» TASK STATEMENT
Please return each record exactly, leaving nothing out.

═══ DATASET RECORDS ═══

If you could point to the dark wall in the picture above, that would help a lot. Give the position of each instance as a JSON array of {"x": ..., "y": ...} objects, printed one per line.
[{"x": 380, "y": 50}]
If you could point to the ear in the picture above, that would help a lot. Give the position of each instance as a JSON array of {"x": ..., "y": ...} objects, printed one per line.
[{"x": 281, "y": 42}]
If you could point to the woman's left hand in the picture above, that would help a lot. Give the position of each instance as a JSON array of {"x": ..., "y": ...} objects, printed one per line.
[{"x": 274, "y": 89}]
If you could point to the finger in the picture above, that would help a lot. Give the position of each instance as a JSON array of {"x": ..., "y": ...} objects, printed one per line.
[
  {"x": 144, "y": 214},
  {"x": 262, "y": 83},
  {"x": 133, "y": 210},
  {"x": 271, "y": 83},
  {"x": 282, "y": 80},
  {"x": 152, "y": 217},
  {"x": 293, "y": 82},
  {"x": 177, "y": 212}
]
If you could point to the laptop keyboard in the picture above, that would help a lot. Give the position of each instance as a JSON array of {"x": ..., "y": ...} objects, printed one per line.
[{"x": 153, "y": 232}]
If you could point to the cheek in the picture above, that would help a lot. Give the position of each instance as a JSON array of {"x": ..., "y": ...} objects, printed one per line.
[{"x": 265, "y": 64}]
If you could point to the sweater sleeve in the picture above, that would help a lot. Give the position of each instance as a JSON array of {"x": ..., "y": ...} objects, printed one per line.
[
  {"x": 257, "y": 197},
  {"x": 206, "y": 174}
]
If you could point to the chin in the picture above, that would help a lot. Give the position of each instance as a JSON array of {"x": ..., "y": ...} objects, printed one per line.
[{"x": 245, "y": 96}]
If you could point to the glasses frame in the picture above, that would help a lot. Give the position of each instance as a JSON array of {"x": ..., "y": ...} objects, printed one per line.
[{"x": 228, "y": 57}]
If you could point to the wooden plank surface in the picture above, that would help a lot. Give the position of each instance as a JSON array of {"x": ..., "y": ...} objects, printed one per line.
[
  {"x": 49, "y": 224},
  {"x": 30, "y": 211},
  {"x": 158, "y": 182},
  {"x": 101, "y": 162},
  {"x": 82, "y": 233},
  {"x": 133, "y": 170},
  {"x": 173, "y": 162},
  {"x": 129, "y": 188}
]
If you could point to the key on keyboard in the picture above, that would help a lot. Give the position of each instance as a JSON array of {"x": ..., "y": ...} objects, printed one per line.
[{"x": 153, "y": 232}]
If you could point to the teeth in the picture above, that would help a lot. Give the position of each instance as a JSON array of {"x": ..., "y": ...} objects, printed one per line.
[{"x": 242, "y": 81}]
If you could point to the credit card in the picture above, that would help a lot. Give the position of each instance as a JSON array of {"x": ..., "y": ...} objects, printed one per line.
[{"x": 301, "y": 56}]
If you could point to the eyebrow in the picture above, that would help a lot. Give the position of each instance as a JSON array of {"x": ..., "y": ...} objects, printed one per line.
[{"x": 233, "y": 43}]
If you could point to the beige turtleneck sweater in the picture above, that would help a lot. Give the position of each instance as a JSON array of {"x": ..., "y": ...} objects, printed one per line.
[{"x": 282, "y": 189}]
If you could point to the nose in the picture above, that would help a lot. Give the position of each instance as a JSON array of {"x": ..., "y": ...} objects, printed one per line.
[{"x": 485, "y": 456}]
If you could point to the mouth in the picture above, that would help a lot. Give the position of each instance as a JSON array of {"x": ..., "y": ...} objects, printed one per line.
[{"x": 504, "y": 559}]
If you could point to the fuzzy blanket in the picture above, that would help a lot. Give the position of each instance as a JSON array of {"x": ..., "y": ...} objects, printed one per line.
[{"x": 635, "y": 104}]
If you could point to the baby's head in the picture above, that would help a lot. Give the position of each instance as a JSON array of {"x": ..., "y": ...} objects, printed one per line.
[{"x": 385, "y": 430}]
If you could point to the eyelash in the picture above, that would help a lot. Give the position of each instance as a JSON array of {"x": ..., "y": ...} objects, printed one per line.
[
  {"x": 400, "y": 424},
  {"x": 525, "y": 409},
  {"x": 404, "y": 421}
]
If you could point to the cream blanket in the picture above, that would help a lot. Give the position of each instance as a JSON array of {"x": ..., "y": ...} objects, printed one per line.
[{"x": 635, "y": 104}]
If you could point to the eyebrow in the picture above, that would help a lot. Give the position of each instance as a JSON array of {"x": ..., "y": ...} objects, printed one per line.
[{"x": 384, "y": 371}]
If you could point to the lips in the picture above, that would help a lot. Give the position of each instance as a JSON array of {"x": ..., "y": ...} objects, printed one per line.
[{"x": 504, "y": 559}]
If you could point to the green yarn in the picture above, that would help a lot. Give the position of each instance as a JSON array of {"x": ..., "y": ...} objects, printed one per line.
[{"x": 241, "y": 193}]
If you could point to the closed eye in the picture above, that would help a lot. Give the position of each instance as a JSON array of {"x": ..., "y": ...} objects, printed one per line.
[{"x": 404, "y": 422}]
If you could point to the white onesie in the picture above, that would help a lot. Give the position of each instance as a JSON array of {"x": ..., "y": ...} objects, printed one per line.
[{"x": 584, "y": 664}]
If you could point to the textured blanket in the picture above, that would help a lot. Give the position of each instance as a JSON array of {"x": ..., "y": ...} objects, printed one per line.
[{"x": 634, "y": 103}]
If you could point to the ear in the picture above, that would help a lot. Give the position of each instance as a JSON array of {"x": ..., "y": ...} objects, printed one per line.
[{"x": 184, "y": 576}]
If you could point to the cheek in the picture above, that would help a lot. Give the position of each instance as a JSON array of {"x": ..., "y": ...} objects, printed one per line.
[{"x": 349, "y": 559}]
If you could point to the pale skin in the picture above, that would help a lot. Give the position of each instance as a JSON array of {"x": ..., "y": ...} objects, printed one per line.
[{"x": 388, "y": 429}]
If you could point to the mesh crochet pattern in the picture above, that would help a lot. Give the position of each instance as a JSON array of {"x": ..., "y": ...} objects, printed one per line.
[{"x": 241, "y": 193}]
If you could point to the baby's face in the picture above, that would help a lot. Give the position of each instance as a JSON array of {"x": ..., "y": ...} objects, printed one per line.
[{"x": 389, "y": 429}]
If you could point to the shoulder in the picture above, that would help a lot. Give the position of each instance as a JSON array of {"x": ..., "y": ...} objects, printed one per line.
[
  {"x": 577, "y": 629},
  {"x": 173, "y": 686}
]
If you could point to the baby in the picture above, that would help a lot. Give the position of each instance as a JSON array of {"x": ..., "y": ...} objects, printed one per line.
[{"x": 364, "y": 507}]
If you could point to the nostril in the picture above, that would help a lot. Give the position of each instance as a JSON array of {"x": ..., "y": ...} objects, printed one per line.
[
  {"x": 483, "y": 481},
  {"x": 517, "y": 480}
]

═══

» SOLUTION FOR THIS PROBLEM
If you could point to the dark wall in the picture above, that would help a lot. Give the position of each instance as a JSON array of {"x": ..., "y": ...} objects, printed one per line.
[{"x": 380, "y": 50}]
If you could point to the ear in the picture above, that would help a lot. Give the position of each instance as a JSON array of {"x": ..., "y": ...} objects, printed one per line.
[{"x": 281, "y": 42}]
If you could point to the woman's left hand in the picture above, that would help a lot. Give the position of each instance as a JSON array of {"x": ..., "y": ...} objects, printed one per line.
[{"x": 274, "y": 89}]
If you could point to the finger in the picture above, that would help a lot. Give the position of each instance as a JSON array of {"x": ..., "y": ...} objects, printed one per line.
[
  {"x": 144, "y": 214},
  {"x": 262, "y": 83},
  {"x": 133, "y": 210},
  {"x": 271, "y": 83},
  {"x": 282, "y": 80},
  {"x": 152, "y": 217},
  {"x": 293, "y": 82},
  {"x": 177, "y": 212}
]
If you could point to the laptop keyboard in the picture above, that would help a lot. Give the position of each instance as a JSON array of {"x": ..., "y": ...} objects, printed one per line.
[{"x": 153, "y": 232}]
If you could point to the cheek in the picture above, that would help a lot. Give the position of each instance as a JSON array of {"x": ..., "y": ...} objects, printed one per line.
[{"x": 265, "y": 64}]
If you could point to the sweater sleeve in the picture above, that would help a lot. Give the position of each instance as a JSON array of {"x": ..., "y": ...} objects, printed one per line.
[
  {"x": 257, "y": 197},
  {"x": 206, "y": 174}
]
If you could point to the chin in the picture above, that would help a lot. Give the position of each instance as a JSON array of {"x": ..., "y": ...} objects, printed one per line.
[{"x": 245, "y": 96}]
If you could point to the glasses frame in the picture above, that would help a lot. Give the position of each instance as a JSON array of {"x": ..., "y": ...} objects, printed one per line.
[{"x": 228, "y": 57}]
If you could point to the wooden plank surface in the picture above, that would help a lot. Give the position of each instance as a JSON array of {"x": ..., "y": ...} objects, printed one per line.
[
  {"x": 49, "y": 224},
  {"x": 30, "y": 211},
  {"x": 158, "y": 182},
  {"x": 101, "y": 162},
  {"x": 82, "y": 233},
  {"x": 133, "y": 170},
  {"x": 173, "y": 162},
  {"x": 129, "y": 188}
]
If you could point to the key on keyboard in the picture above, that would help a lot. Give the position of each instance as a JSON array of {"x": ..., "y": ...} objects, printed one per line.
[{"x": 153, "y": 232}]
If you could point to the teeth in the picture above, that would help a lot. Give the position of each instance as a JSON array of {"x": ..., "y": ...} objects, printed one per line.
[{"x": 242, "y": 81}]
If you could point to the credit card in the picture above, that would help a lot. Give the position of each instance as a JSON array of {"x": ..., "y": ...} objects, printed one per line.
[{"x": 301, "y": 56}]
If you could point to the eyebrow in the picture above, that would help a lot. Give the position of each instance as a JSON array of {"x": ..., "y": ...} objects, printed one per line.
[{"x": 233, "y": 43}]
If you could point to the beige turtleneck sweater in the picture above, that would help a lot. Give the position of each instance as a JSON array of {"x": ..., "y": ...} objects, printed one per line.
[{"x": 282, "y": 189}]
If you could point to the nose in the picture above, that would help a lot. Give the position of each instance as a JSON array of {"x": ..., "y": ...} objects, printed one per line.
[{"x": 485, "y": 456}]
If you could point to the mouth in the picture above, that would help a lot. Give the position of each instance as a JSON array of {"x": ..., "y": ...} objects, printed one per line.
[{"x": 504, "y": 559}]
If you could point to the fuzzy blanket in the picture above, that would help a lot. Give the position of each instance as a JSON array of {"x": ..., "y": ...} objects, printed one per line.
[{"x": 635, "y": 104}]
If you could point to the baby's head in the picture above, that would help a lot. Give the position of each instance as a JSON array of {"x": ..., "y": ...} objects, printed one per line.
[{"x": 385, "y": 430}]
If you could point to the eyelash in the picture above, that would help a lot. Give the position of each instance as a JSON array of {"x": ..., "y": ...} objects, printed one per line.
[
  {"x": 400, "y": 424},
  {"x": 525, "y": 409},
  {"x": 404, "y": 421}
]
If you could point to the cream blanket in the picture above, that would help a lot. Give the position of each instance as a JSON array of {"x": ..., "y": ...} objects, printed one per line.
[{"x": 635, "y": 104}]
If you could point to the eyebrow in the picture above, that would help a lot. Give the position of each instance as a JSON array of {"x": ..., "y": ...} objects, printed one per line.
[{"x": 384, "y": 371}]
If you could point to the lips in the picture above, that would help a lot. Give the position of each instance as a JSON array of {"x": ..., "y": ...} objects, printed one per line.
[{"x": 504, "y": 559}]
If you could point to the green yarn in the picture above, that would help a lot. Give the position of each instance as a JSON array of {"x": ..., "y": ...} objects, printed one per line.
[{"x": 241, "y": 193}]
If you could point to the closed eye in the picture above, that would help a lot. Give the position of each instance as a JSON array of {"x": ..., "y": ...} objects, printed one per line.
[{"x": 404, "y": 422}]
If you could point to the white onesie in the picture above, that would help a lot. Give the position of each instance as a JSON array of {"x": ..., "y": ...} objects, printed one per line.
[{"x": 584, "y": 664}]
If you could point to the textured blanket in the picture above, that would help a lot. Give the position of each instance as a JSON array of {"x": ..., "y": ...} objects, printed one per line.
[{"x": 634, "y": 103}]
If you could point to the ear in the picture above, that would help a lot. Give the position of each instance as a JSON array of {"x": ..., "y": ...} objects, printed one per line.
[{"x": 184, "y": 576}]
If you could point to the cheek in the picture above, that would help a lot. Give the position of each instance as a JSON array of {"x": ..., "y": ...} objects, printed one per line.
[{"x": 349, "y": 559}]
If you could point to the pale skin in the picture above, that would help a lot. Give the position of each instance as a JSON array of {"x": ..., "y": ...} objects, printed one per line.
[{"x": 388, "y": 429}]
If you could point to the mesh crochet pattern in the picture above, that would help a lot. Give the position of each instance as a JSON array of {"x": ..., "y": ...} objects, printed one per line.
[{"x": 241, "y": 193}]
If you could point to the baby's face in the picture above, that would help a lot. Give the position of each instance as a JSON array of {"x": ..., "y": ...} objects, printed one per line.
[{"x": 389, "y": 429}]
If you could point to the shoulder in the picture above, that would help a lot. Give the position of each instance as a JSON array of {"x": ..., "y": ...} objects, printed one per line.
[
  {"x": 577, "y": 629},
  {"x": 173, "y": 686}
]
If you could point to the baby in the picture above, that would help a lot. Give the position of each instance as a JSON array of {"x": ..., "y": ...} objects, printed one per line.
[{"x": 364, "y": 507}]
If you could point to the nostril in the picture above, that would help a lot. Give the position of each instance as a JSON array of {"x": ..., "y": ...} objects, printed one per line.
[
  {"x": 483, "y": 481},
  {"x": 517, "y": 480}
]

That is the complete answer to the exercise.